● Task:
Locate every line in the material below that contains the string "Query", and copy each of those lines in full.

● Data entries:
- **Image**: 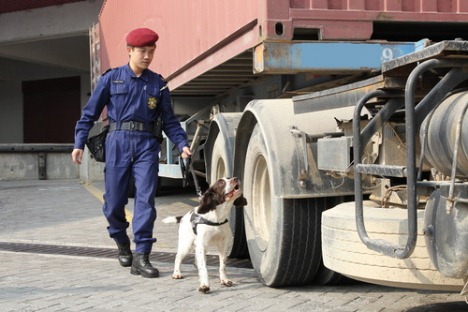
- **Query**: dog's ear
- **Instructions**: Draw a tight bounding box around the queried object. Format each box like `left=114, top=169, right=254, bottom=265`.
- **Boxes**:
--
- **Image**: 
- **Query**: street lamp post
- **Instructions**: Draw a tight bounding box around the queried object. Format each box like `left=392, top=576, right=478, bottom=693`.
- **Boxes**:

● The solution:
- **Query**: dog's ear
- **Query**: street lamp post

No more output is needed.